Selected extract —

____

Package 'datrProfile'

Title: Column Profile for Tables and Datasets
Description: Profiles datasets (collecting statistics and informative summaries about that data) on data frames and 'ODBC' tables: maximum, minimum, mean, standard deviation, nulls, distinct values, data patterns, data/format frequencies.
Authors: Arnaldo Vitaliano [aut, cre]
Maintainer: Arnaldo Vitaliano <[email protected]>
License: GPL-3 | file LICENSE
Version: 0.1.0
Built: 2025-01-27 03:40:04 UTC
Source: https://github.com/avitaliano/datrprofile

Help Index


buildQueryColumnFrequency

Description

buildQueryColumnFrequency

Usage

buildQueryColumnFrequency(conn.info, ...)

Arguments

conn.info

Connection info created with prepareConnection

...

Other parameters

Value

query column, count(*) from table


buildQueryColumnMetadata

Description

buildQueryColumnMetadata

Usage

buildQueryColumnMetadata(conn.info, ...)

Arguments

conn.info

Connection info created with prepareConnection

...

Other params

Value

query columns' metadata


buildQueryColumnStats

Description

buildQueryColumnStats

Usage

buildQueryColumnStats(conn.info, ...)

Arguments

conn.info

Connection info created with prepareConnection

...

Other parameters

Value

query count(distinct column) from table


buildQueryColumnStats.sqlite

Description

buildQueryColumnStats.sqlite

Usage

## S3 method for class 'sqlite'
buildQueryColumnStats(conn.info, schema, table, column,
  query.filter, ...)

Arguments

conn.info

Connection info created with prepareConnection

schema

Table Schema

table

Table Name

column

Column profiled

query.filter

Filter applied to the profile

...

Other parameters

Value

query count(distinct column) from table


buildQueryCountNull

Description

buildQueryCountNull

Usage

buildQueryCountNull(conn.info, ...)

Arguments

conn.info

Connection info created with prepareConnection

...

Other parameters

Value

query select count(*) where collumn is null


buildQueryCountTotal

Description

Count total rows from table.

Usage

buildQueryCountTotal(conn.info, ...)

Arguments

conn.info

Connection info created with prepareConnection

...

Other params

Value

query count(*) from table


buildQueryProfileColumnFormatFrequency

Description

buildQueryProfileColumnFormatFrequency

Usage

buildQueryProfileColumnFormatFrequency(conn.info, ...)

____

What this exercise asks —
a: Answer these about the datrProfile documentation:
(i) Who is listed as the package maintainer?
(ii) What does the description of buildQueryCountTotal say the function does?
(iii) In the sqlite method of buildQueryColumnStats, which argument is described as "Filter applied to the profile"?
b: Can you carry the datrProfile documentation forward from its last line, in the same format?

Labeled contour entries
____

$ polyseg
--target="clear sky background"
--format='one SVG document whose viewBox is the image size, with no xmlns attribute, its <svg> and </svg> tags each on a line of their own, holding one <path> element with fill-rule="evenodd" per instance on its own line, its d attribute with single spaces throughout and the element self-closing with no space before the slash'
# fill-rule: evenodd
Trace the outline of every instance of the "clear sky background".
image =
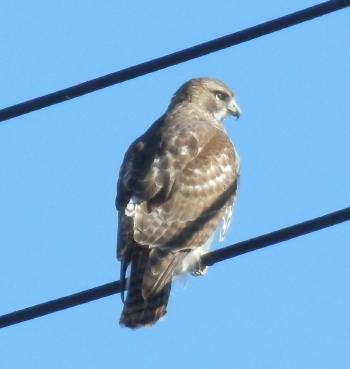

____

Outputs by task —
a:
(i) Arnaldo Vitaliano
(ii) It counts total rows from a table.
(iii) query.filter

b:
Arguments

conn.info

Connection info created with prepareConnection

...

Other parameters

Value

queries column format frequency from table


closeConnection

Description

Disconnects from database using odbc::dbDisconnect

Usage

closeConnection(conn)

Arguments

conn

Connection created at connectDB

Value

TRUE if succeeded at closing connection


connectDB

Description

Connects to database using dbConnect

Usage

connectDB(conn.info, ...)

Arguments

conn.info

Connection info created at prepareConnection

...

Other parameters

Value

connection to database


connectDB.default

Description

Connects to database using dbConnect

Usage

## Default S3 method:
connectDB(conn.info, ...)

Arguments

conn.info

Connection info created at prepareConnection

...

Other parameters

Value

connection to database


connectDB.sqlite

Description

Connects to database using dbConnect

Usage

## S3 method for class 'sqlite'
connectDB(conn.info, ...)

Arguments

conn.info

Connection info created at prepareConnection

...

Other parameters

Value

connection to database


getTableColumns

Description

Issues query against the RDBS to retrieve information about each column of the table. Name, type, length, precision, etc.

Usage

getTableColumns(conn.info, schema, table)

Arguments

conn.info

Connection info created with prepareConnection

schema

Table schema

table

Table name

Value

data frame containing the columns' metadata


Prepares connection to RDBS via ODBC

Description

prepareConnection list connection details needed to connecto to a RDBS using ODBC

Usage

prepareConnection(db.vendor, odbc.driver = odbc::odbc(),
  db.host = NULL, db.name = NULL, db.encoding = "", dsn = NULL,
  user = NULL, passwd = NULL)

Arguments

db.vendor

Database vendor (teradata, sqlserver)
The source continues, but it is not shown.